● **WORK TO COMPLETE**:
Reprint every entry, character for character.
Start of SOURCE INFORMATION
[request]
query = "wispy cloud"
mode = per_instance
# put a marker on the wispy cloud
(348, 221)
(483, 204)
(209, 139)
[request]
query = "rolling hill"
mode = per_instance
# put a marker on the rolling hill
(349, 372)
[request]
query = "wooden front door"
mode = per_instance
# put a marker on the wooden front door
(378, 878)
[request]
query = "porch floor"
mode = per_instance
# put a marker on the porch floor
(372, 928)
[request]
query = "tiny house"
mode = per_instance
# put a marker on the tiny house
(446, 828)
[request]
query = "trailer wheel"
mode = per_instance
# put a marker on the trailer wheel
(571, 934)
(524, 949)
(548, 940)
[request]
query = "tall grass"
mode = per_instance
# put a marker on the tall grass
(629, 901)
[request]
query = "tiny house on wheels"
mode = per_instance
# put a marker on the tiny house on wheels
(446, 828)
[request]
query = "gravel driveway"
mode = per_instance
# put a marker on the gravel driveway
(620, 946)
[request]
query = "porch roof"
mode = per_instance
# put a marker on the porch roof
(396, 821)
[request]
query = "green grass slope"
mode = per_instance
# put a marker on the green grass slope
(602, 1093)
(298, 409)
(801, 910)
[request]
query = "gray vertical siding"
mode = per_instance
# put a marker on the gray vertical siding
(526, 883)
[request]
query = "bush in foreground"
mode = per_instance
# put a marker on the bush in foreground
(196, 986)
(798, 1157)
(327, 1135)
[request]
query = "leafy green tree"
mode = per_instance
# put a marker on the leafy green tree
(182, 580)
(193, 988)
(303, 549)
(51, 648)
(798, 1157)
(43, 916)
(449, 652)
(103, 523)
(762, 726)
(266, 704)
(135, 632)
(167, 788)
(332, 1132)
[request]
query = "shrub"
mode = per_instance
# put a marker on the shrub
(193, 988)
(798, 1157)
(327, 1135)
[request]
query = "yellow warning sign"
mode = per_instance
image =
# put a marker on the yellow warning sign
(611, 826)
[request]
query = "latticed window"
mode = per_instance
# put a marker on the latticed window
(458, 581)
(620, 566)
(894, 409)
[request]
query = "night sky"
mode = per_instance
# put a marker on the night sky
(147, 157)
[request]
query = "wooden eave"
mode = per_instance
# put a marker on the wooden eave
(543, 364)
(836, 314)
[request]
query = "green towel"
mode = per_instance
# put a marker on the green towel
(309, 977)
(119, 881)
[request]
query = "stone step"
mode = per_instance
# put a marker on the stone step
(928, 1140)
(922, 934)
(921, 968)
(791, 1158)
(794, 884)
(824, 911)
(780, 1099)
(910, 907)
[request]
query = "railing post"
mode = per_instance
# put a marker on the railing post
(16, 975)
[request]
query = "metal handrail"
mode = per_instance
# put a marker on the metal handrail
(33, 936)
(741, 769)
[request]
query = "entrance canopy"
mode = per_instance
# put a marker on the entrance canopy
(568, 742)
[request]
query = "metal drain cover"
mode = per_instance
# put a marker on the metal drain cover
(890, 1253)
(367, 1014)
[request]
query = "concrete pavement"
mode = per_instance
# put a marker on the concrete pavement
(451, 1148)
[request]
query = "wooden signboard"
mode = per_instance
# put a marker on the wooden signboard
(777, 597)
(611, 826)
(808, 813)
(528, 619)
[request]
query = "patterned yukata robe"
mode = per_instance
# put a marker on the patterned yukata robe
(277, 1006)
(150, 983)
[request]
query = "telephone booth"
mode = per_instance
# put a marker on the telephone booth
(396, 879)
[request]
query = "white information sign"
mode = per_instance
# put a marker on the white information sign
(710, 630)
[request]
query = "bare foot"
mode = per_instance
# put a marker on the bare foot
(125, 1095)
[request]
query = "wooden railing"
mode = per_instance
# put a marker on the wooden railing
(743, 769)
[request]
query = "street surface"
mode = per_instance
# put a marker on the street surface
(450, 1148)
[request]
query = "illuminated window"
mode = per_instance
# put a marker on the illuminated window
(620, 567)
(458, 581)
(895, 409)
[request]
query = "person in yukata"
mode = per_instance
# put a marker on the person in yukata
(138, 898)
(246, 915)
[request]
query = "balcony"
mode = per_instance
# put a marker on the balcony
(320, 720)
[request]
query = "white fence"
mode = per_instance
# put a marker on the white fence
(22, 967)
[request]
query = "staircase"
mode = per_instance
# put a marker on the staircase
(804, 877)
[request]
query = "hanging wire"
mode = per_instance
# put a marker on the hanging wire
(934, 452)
End of SOURCE INFORMATION
● **ANSWER TO THIS PROBLEM**:
[request]
query = "wispy cloud"
mode = per_instance
# put a marker on the wispy cloud
(348, 221)
(483, 204)
(209, 139)
[request]
query = "rolling hill"
mode = per_instance
# put a marker on the rolling hill
(349, 372)
[request]
query = "wooden front door"
mode = per_instance
# put a marker on the wooden front door
(378, 878)
[request]
query = "porch floor"
mode = per_instance
# put a marker on the porch floor
(372, 928)
[request]
query = "tiny house"
mode = per_instance
# put a marker on the tiny house
(446, 828)
[request]
query = "trailer wheel"
mode = per_instance
# put a marker on the trailer wheel
(571, 934)
(524, 949)
(548, 940)
[request]
query = "tall grass"
mode = per_instance
# put a marker on the tall grass
(629, 901)
[request]
query = "tiny house on wheels"
mode = per_instance
# put a marker on the tiny house on wheels
(446, 828)
[request]
query = "gravel driveway"
mode = per_instance
# put a marker on the gravel driveway
(620, 946)
[request]
query = "porch roof"
mode = per_instance
# put a marker on the porch roof
(396, 821)
[request]
query = "green grass slope"
mode = per_instance
# put a marker on the green grass slope
(602, 1093)
(298, 409)
(801, 910)
[request]
query = "gray vertical siding"
mode = per_instance
# put a marker on the gray vertical siding
(526, 883)
[request]
query = "bush in foreground"
mode = per_instance
# put a marker on the bush in foreground
(196, 986)
(798, 1157)
(327, 1135)
[request]
query = "leafy green tree"
mode = per_instance
# put a marker on the leafy green tree
(182, 580)
(193, 988)
(303, 549)
(51, 648)
(798, 1157)
(43, 916)
(449, 652)
(103, 523)
(762, 726)
(266, 704)
(135, 632)
(167, 788)
(332, 1132)
[request]
query = "shrub"
mode = per_instance
# put a marker on the shrub
(193, 988)
(798, 1157)
(327, 1135)
[request]
query = "yellow warning sign"
mode = per_instance
image =
# put a marker on the yellow warning sign
(611, 826)
[request]
query = "latticed window"
mode = per_instance
# put a marker on the latticed window
(458, 581)
(620, 566)
(894, 409)
[request]
query = "night sky"
mode = per_instance
# put a marker on the night sky
(147, 157)
[request]
query = "wooden eave"
mode = per_instance
# put a marker on the wooden eave
(543, 364)
(836, 314)
[request]
query = "green towel"
mode = per_instance
# put a marker on the green towel
(309, 977)
(119, 881)
[request]
query = "stone step"
mode = per_instance
# put a marker on the stone step
(928, 1140)
(922, 934)
(921, 968)
(791, 1158)
(794, 884)
(824, 911)
(780, 1099)
(910, 907)
[request]
query = "railing post"
mode = per_instance
# put a marker on the railing post
(16, 975)
[request]
query = "metal handrail"
mode = per_instance
# put a marker on the metal handrail
(33, 936)
(741, 769)
[request]
query = "entrance canopy"
mode = per_instance
# put a marker on the entrance canopy
(568, 742)
[request]
query = "metal drain cover"
mode = per_instance
# put a marker on the metal drain cover
(890, 1253)
(367, 1014)
[request]
query = "concrete pavement"
mode = per_instance
# put a marker on the concrete pavement
(451, 1148)
[request]
query = "wooden signboard"
mode = per_instance
# put a marker on the wooden signboard
(777, 597)
(611, 826)
(808, 813)
(528, 619)
[request]
query = "patterned yukata robe"
mode = per_instance
# put a marker on the patterned yukata robe
(277, 1006)
(150, 983)
[request]
query = "telephone booth"
mode = per_instance
# put a marker on the telephone booth
(396, 879)
[request]
query = "white information sign"
mode = per_instance
# put a marker on the white information sign
(710, 630)
[request]
query = "bare foot"
mode = per_instance
# put a marker on the bare foot
(125, 1095)
[request]
query = "wooden railing"
mode = per_instance
# put a marker on the wooden railing
(743, 769)
[request]
query = "street surface"
mode = per_instance
# put a marker on the street surface
(450, 1148)
[request]
query = "illuminated window"
mode = per_instance
# put a marker on the illuminated window
(620, 567)
(458, 581)
(895, 409)
[request]
query = "person in yukata"
mode = per_instance
# put a marker on the person in yukata
(138, 898)
(246, 915)
[request]
query = "balcony"
mode = per_instance
# put a marker on the balcony
(320, 720)
[request]
query = "white fence"
mode = per_instance
# put a marker on the white fence
(22, 967)
[request]
query = "staircase"
mode = per_instance
# put a marker on the staircase
(804, 877)
[request]
query = "hanging wire"
mode = per_instance
# put a marker on the hanging wire
(934, 452)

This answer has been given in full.